▸ STATED TASK
Copy out, unchanged, the stretch of the records from the line containing "Every instance of the white closet" through the end of the records, and nothing else.

▸ TASK INPUT
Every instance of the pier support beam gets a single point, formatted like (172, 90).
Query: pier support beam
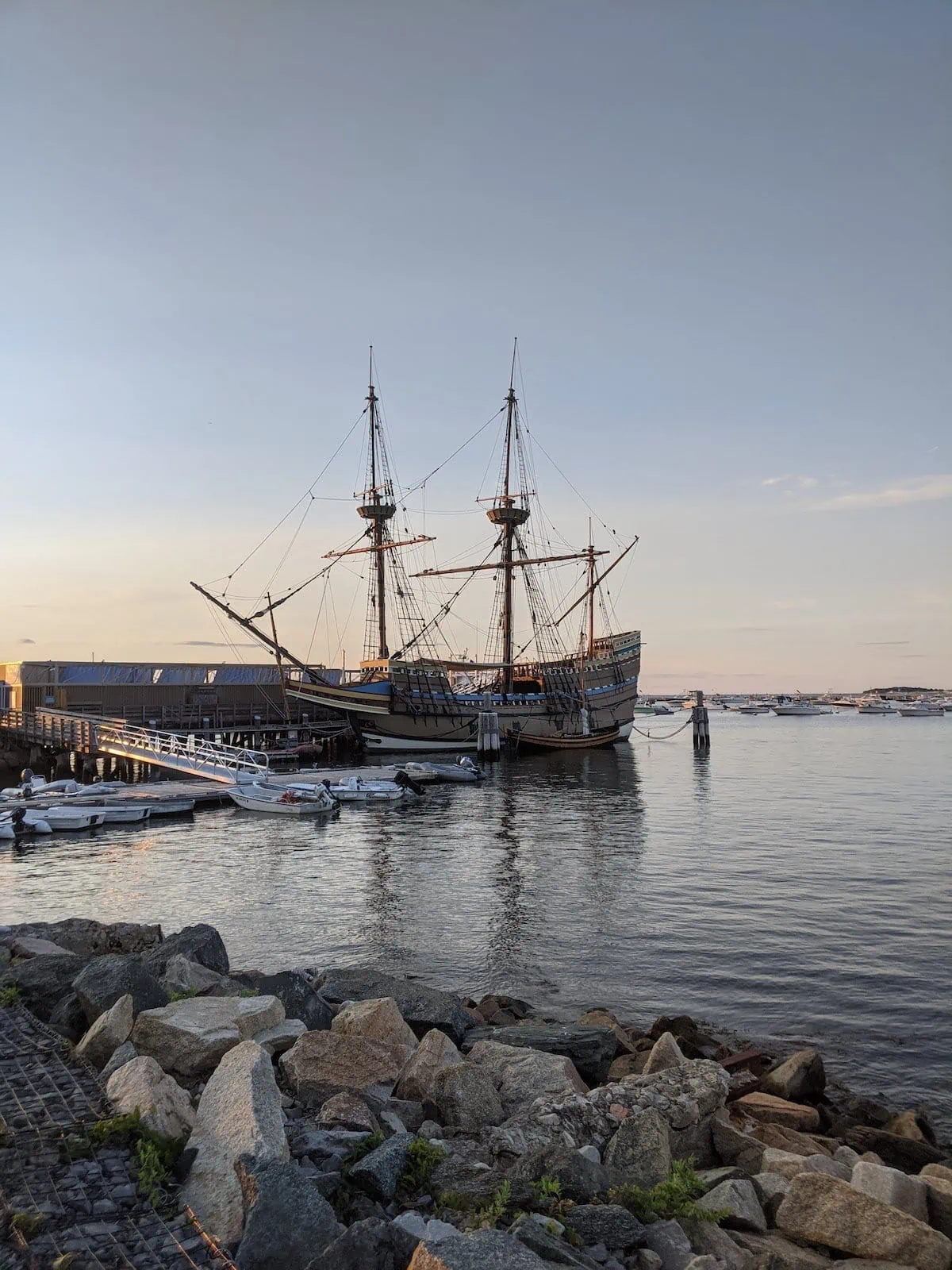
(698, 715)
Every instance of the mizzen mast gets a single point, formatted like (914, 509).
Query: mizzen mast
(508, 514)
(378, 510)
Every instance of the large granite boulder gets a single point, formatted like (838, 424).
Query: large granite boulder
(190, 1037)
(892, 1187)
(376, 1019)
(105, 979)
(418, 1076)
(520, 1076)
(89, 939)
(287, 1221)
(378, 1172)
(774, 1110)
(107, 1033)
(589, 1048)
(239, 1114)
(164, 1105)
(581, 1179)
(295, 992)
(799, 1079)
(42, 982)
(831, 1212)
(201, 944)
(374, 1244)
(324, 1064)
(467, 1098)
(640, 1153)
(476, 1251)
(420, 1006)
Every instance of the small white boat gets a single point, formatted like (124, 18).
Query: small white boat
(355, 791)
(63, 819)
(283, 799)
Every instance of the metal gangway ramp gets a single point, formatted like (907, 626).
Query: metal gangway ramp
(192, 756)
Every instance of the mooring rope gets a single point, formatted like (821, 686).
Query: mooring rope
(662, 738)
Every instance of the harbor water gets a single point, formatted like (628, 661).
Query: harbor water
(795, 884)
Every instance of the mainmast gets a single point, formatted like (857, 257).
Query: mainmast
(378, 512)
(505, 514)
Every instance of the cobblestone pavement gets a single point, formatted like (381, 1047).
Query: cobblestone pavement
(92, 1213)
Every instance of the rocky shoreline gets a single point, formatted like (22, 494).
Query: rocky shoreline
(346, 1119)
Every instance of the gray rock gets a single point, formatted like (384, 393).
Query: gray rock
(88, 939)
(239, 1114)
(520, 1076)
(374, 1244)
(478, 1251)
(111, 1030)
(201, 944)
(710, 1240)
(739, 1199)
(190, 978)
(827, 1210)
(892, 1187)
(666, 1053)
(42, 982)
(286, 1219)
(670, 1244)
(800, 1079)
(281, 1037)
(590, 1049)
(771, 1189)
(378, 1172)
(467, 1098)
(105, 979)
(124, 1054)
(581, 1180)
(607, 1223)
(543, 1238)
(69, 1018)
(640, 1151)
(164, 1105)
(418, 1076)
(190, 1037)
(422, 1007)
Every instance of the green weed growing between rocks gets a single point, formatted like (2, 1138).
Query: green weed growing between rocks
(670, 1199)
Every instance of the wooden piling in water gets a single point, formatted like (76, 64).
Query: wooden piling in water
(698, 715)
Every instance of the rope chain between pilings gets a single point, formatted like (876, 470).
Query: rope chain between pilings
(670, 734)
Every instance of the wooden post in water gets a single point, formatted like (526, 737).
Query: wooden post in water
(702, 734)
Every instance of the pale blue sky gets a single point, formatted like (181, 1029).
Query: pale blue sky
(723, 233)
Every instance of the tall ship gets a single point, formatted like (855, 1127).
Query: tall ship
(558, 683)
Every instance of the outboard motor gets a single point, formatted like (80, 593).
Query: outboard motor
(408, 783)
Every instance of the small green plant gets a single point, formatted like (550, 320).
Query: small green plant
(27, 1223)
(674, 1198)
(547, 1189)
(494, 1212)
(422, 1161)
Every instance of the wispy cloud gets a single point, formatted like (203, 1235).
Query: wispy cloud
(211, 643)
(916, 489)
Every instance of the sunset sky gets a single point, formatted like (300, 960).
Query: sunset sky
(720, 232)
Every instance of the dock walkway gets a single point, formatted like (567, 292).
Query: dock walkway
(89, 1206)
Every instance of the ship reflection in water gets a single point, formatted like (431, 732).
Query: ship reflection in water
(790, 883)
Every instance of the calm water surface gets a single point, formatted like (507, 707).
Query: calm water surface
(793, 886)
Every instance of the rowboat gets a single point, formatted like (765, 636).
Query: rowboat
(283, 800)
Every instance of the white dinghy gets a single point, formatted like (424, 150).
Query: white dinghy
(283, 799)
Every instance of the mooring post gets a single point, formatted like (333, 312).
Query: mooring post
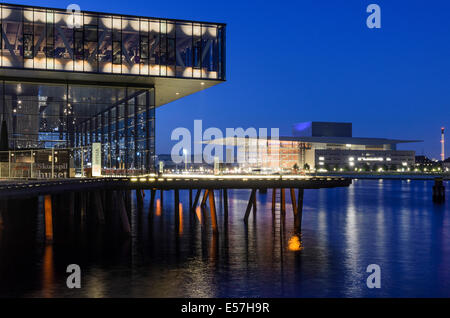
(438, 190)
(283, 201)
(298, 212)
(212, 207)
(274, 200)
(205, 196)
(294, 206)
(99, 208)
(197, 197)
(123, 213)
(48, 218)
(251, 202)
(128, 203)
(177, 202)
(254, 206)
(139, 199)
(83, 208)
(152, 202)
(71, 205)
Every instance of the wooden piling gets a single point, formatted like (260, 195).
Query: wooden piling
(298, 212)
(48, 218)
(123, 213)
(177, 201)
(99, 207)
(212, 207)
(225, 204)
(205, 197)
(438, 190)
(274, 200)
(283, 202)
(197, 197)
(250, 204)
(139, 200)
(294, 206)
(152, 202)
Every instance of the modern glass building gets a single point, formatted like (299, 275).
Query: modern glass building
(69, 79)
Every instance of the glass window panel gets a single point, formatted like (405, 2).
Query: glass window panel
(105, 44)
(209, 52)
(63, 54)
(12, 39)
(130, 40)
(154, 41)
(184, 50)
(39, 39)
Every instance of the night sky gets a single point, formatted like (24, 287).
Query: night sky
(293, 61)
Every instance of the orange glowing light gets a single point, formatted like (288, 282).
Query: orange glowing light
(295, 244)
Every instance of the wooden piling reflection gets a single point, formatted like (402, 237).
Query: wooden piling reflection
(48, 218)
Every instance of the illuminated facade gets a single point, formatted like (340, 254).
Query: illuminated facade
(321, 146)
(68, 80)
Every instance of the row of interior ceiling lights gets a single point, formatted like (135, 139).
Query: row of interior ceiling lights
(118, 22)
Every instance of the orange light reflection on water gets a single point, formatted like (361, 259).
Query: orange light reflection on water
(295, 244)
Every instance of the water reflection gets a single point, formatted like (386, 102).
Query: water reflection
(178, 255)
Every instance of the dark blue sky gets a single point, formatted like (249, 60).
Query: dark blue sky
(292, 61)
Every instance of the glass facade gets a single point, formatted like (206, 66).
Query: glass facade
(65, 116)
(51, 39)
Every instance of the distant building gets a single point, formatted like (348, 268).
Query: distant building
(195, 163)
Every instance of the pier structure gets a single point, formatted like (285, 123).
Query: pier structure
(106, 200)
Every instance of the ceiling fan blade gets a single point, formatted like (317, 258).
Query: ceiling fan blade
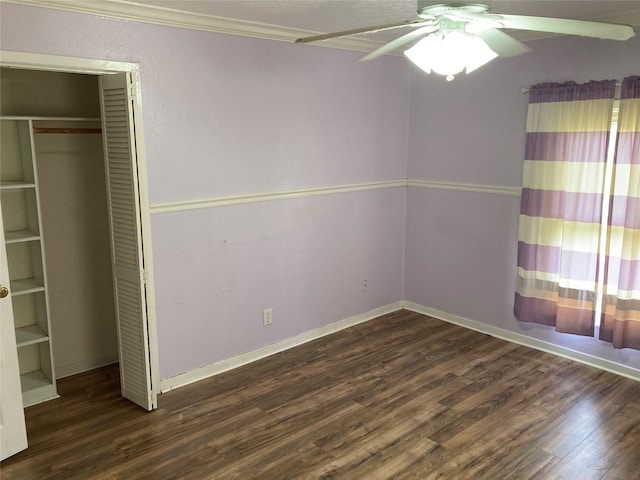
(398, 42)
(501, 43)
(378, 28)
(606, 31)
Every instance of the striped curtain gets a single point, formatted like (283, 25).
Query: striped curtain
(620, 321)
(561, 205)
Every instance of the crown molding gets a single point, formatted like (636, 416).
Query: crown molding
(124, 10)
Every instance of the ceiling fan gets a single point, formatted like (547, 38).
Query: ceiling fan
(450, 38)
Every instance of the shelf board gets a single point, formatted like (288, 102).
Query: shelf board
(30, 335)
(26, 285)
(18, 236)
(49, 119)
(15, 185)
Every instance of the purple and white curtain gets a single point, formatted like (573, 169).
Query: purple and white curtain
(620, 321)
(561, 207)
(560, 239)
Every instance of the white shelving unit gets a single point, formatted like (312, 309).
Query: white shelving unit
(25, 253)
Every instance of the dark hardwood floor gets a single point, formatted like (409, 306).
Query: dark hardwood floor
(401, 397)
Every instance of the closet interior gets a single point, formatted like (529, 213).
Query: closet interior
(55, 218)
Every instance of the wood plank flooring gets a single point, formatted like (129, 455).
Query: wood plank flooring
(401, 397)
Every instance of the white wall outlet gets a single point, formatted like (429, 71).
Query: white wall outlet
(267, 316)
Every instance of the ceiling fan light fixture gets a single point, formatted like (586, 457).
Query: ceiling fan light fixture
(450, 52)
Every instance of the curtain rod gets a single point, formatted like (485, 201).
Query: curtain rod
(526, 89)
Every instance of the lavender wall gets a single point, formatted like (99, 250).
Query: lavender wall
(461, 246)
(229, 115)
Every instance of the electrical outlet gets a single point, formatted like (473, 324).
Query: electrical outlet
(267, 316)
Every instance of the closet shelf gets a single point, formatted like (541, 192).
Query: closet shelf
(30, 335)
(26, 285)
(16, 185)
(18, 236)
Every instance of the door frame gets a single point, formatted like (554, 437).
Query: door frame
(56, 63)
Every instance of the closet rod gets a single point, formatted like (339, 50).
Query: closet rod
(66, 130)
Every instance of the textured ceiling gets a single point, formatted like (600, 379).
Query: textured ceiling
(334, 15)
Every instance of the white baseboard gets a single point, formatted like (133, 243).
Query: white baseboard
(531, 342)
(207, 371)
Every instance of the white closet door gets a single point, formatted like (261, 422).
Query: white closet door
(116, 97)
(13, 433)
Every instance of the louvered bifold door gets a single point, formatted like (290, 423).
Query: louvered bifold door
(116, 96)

▸ ANSWER TO THIS EXERCISE
Every instance of the white closet door gets a single point, formatted like (261, 422).
Query: white closet door
(116, 97)
(13, 433)
Every instance of the louvered bifold door gets a single point, formatted like (290, 423).
Query: louvered bifold door
(116, 96)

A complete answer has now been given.